-- Provided data start --
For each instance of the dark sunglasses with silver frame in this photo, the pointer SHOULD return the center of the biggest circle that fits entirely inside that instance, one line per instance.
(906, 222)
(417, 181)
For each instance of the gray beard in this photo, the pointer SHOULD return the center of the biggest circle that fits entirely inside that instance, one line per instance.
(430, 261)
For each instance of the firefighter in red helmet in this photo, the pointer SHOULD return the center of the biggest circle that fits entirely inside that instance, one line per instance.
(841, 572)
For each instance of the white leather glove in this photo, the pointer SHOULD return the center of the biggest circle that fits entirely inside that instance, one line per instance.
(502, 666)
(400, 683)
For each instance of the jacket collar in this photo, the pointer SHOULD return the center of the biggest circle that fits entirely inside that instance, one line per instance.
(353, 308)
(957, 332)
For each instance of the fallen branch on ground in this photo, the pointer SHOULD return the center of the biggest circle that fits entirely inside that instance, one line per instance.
-- Provided data end --
■ Written exercise ■
Rescale the items above by writing out every line again, with each item's wording unchanged and every coordinate in its answer points multiplied by 0.3. Round each result to the nearest whole number, rounding halves up.

■ Written answer ■
For each instance of the dark sunglasses with silver frame in this photo, the pointer SHOULD return the center of the biggest circle that fits entirely inside that instance, one line per instance.
(272, 67)
(125, 54)
For each instance of the gray beard in this photo, the pointer SHOULD return the center of the biggest circle that fits entirely inside that instance, one line per instance.
(129, 78)
For each instance of the firefighter in red helmet in this photo, the pointer SHOULD return the center of the biggest circle that fits entirely inside that instance, one line per instance.
(252, 172)
For each instance of the white leather glove in this photo, the pointer SHOULD return the center of the biggest circle that fits entirely inside that instance, one line per instance.
(151, 200)
(120, 205)
For each instance of the jacket collar in this photo, the pointer SHOULD return the center of the biggest circle that fits entirely inside that instance, one line per instance.
(106, 92)
(287, 100)
For each instance of the fallen branch on ground in this photo, the pointer SHOULD return the center of the biggest circle that fits entirely inside that instance, one line per instance.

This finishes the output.